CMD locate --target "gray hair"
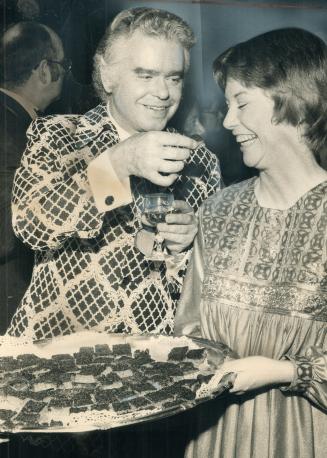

§

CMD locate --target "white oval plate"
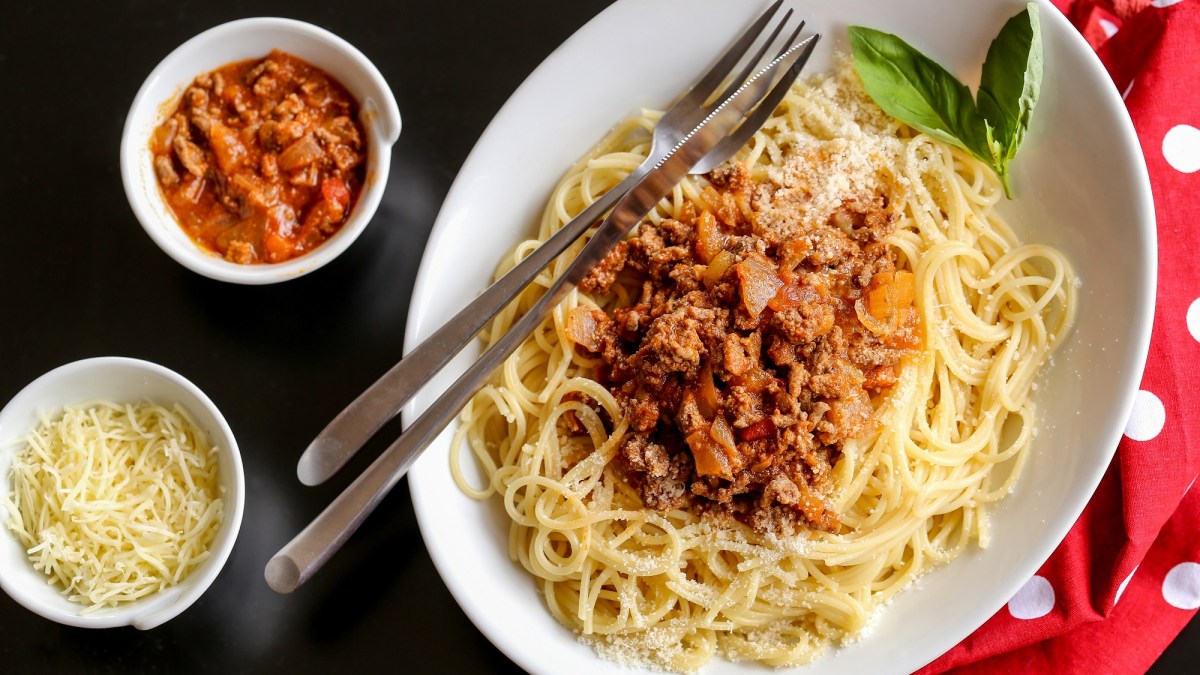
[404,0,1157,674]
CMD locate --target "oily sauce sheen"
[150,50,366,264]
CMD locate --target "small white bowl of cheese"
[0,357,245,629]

§

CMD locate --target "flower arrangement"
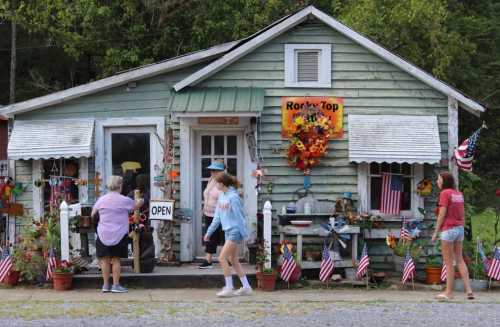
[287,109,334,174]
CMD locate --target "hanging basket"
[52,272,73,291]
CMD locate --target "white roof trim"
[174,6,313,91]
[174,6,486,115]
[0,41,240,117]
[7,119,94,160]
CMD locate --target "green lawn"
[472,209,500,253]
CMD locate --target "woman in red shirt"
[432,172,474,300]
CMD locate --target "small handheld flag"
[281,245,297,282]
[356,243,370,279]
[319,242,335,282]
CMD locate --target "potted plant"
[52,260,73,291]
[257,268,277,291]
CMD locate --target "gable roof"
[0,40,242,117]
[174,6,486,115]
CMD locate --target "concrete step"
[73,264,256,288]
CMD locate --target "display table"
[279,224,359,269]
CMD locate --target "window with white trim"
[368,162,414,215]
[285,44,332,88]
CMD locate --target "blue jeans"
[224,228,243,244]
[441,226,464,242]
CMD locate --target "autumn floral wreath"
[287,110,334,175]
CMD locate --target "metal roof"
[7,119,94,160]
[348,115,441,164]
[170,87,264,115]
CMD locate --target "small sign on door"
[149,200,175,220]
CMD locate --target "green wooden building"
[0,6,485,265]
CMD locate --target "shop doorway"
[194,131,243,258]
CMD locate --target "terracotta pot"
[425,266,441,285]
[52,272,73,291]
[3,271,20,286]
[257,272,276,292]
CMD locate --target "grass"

§

* **Given request**
Extract each line of the material above that contains the string "white", matching case exactly.

* **Answer in full**
CMD locate --target "white oval plate"
CMD locate --target "small white bowl of cheese"
CMD locate --target "white roof trim"
CMD locate --target "window with white trim"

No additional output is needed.